From the entries below, copy out the lines from the one with "Could you identify the light" up to and including the one with "Target: light switch plate", reproducing them without any change.

Data extract.
--------

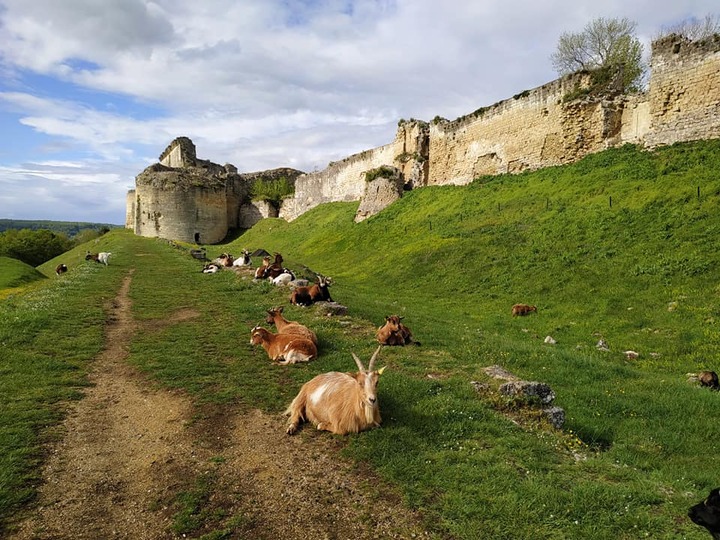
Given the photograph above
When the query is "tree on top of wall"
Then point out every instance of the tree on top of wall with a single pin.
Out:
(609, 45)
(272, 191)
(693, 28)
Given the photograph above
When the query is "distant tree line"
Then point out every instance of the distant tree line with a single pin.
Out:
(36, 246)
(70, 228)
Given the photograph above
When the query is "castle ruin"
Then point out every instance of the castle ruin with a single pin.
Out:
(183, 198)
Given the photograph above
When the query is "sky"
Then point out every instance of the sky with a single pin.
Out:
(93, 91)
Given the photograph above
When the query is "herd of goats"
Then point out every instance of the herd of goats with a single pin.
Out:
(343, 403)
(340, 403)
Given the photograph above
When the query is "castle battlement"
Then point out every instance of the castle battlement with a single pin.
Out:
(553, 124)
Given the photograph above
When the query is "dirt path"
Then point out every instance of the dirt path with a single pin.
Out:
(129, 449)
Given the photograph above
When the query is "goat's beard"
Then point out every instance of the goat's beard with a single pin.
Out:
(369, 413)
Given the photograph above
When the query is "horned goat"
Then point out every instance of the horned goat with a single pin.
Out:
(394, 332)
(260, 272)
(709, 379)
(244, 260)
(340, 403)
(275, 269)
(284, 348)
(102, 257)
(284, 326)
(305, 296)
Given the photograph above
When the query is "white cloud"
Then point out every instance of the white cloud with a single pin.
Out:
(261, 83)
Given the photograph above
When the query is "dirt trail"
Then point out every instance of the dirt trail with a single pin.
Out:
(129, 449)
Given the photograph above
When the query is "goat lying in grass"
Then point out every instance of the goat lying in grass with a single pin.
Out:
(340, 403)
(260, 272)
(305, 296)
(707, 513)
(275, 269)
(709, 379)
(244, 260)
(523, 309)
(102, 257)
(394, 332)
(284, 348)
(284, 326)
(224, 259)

--------

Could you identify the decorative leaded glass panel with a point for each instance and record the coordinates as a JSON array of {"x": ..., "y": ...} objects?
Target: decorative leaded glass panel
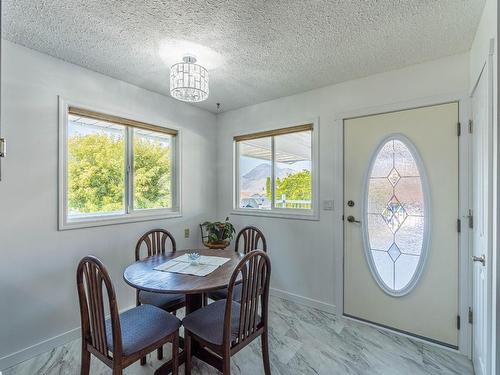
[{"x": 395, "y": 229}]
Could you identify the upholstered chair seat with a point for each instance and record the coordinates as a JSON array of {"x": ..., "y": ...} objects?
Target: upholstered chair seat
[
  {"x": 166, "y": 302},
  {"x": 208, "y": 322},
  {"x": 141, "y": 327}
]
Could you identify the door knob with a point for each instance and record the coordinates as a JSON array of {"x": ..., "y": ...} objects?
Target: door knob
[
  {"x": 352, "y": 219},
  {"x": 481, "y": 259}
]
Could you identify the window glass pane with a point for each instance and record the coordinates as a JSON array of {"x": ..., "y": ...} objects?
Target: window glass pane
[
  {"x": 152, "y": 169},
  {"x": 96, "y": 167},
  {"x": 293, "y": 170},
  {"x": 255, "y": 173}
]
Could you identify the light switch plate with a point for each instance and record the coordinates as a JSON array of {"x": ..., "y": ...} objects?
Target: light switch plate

--------

Answer to this problem.
Could you identify the light switch plate with a point for each instance and record the coordinates as a JSON array of {"x": ..., "y": ...} objects?
Target: light switch plate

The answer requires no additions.